# Swedish: sluta / avsluta



## Gavril

Hello,

How would you distinguish between the verbs _sluta_ and _avsluta_?

For example, what would be the difference of meaning between these two sentences? (I made them up, so they may contain mistakes.)

- _Han slutade skriva brevet._
- _Han avslutade brevet._

Thanks
G


----------



## Ogago

> - _Han slutade skriva brevet._
> - _Han avslutade brevet._



If he 'slutade skriva brevet' when he he was finished with it, then the two sentences are synonyms.
But if he 'slutade skriva brevet' in the middle of the process, i.e. he abandoned the rest, then they are different in meaning.

But still - when he wrote it and took a pause, then he 'slutade skriva brevet', momentarily. Later he perhaps 'avslutade brevet'.

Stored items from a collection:
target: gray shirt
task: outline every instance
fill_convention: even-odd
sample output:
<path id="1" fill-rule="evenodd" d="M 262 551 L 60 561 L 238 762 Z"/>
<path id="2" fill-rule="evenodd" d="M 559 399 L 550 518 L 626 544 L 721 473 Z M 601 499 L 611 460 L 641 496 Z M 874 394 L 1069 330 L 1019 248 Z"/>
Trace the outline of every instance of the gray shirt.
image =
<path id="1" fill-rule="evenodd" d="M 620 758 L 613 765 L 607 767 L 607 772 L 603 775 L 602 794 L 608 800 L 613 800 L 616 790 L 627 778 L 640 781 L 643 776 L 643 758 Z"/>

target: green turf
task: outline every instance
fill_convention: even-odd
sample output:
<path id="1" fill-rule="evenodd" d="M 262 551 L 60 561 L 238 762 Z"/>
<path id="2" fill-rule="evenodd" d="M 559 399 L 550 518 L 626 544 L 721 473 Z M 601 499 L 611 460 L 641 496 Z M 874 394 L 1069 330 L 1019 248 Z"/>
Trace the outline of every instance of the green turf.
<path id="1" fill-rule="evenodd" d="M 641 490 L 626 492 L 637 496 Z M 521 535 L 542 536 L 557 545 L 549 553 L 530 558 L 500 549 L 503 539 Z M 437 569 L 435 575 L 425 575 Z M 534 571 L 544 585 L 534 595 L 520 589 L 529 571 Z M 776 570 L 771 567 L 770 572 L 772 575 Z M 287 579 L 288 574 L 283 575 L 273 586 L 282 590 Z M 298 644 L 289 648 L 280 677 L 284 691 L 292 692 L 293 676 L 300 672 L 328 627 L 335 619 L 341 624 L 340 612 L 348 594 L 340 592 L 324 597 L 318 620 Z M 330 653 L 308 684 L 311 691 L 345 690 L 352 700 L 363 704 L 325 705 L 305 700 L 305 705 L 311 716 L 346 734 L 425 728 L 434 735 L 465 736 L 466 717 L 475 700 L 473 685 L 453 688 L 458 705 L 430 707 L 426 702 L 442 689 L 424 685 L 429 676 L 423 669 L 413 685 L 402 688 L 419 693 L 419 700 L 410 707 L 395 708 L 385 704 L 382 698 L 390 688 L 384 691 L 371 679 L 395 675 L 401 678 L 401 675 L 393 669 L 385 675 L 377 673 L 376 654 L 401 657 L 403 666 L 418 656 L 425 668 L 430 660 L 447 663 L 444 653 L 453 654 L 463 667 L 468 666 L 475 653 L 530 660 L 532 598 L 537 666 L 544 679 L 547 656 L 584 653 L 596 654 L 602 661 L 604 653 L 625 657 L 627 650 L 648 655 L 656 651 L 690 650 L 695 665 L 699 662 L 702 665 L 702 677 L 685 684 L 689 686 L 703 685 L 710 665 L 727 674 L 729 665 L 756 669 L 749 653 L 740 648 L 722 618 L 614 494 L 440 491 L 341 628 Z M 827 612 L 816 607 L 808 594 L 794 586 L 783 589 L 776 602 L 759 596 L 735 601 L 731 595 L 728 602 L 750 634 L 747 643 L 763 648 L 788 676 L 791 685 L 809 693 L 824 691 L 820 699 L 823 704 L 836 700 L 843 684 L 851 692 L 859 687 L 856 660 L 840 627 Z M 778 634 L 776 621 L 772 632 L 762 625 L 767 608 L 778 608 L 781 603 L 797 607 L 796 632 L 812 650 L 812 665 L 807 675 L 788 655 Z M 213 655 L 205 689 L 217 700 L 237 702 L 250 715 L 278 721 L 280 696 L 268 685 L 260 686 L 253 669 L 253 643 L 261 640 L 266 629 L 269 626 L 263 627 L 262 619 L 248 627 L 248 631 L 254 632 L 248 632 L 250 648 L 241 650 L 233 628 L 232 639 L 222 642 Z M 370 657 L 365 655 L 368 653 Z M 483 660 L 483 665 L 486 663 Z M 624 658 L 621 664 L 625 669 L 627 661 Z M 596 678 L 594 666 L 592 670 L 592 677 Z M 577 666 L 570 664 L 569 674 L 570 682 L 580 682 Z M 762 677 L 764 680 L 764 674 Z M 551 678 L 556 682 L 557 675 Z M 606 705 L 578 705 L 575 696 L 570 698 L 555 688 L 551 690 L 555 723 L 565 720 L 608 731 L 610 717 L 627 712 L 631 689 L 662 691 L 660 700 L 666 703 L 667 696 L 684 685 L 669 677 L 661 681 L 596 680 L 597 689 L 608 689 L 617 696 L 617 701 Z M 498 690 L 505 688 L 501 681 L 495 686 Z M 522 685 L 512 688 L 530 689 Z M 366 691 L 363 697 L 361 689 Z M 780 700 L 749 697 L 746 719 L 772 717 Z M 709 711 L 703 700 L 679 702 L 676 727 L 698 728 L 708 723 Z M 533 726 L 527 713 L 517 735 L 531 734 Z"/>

- **Exercise goal**
List every different Swedish word that appears in the sluta/avsluta thread, counting each word only once. You won't need the rows for this.

- **Written reply**
sluta, avsluta, han, slutade, skriva, brevet, avslutade